• **Work to complete**:
Find every line in the records below that contains "each", and copy it.

• **Records provided**:
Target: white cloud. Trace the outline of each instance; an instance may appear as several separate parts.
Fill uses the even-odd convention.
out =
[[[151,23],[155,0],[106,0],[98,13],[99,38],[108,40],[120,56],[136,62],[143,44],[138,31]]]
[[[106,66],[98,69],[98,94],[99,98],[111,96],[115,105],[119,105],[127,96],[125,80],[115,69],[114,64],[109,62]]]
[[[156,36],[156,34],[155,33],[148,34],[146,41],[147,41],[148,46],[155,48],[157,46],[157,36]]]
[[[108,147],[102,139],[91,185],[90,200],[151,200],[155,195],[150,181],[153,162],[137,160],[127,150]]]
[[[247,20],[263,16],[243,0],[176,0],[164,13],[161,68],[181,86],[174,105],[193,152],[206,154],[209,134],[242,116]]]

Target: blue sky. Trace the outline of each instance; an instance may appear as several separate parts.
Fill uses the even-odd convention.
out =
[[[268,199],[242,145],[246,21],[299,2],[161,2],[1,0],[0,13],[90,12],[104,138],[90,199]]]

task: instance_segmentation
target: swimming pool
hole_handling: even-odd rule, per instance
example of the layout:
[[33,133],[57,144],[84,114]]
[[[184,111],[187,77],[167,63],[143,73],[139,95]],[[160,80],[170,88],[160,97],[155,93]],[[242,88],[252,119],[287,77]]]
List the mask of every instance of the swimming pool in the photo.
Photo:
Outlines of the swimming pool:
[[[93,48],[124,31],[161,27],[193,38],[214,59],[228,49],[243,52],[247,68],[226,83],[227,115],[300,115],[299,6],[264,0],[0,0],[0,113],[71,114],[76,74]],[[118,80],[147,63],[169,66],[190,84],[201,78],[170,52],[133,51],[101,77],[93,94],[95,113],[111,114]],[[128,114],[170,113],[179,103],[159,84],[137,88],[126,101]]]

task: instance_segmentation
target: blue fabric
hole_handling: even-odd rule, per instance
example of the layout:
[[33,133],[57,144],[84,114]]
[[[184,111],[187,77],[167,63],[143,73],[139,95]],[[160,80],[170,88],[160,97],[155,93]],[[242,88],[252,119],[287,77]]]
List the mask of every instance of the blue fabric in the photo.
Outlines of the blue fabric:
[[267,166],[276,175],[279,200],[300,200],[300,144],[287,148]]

• **Response box**:
Target: white cloud. Trace the outline of each instance; an instance may appear as several separate parts.
Target: blue sky. Trace the outline of each instance; an instance may appear as several separate parts.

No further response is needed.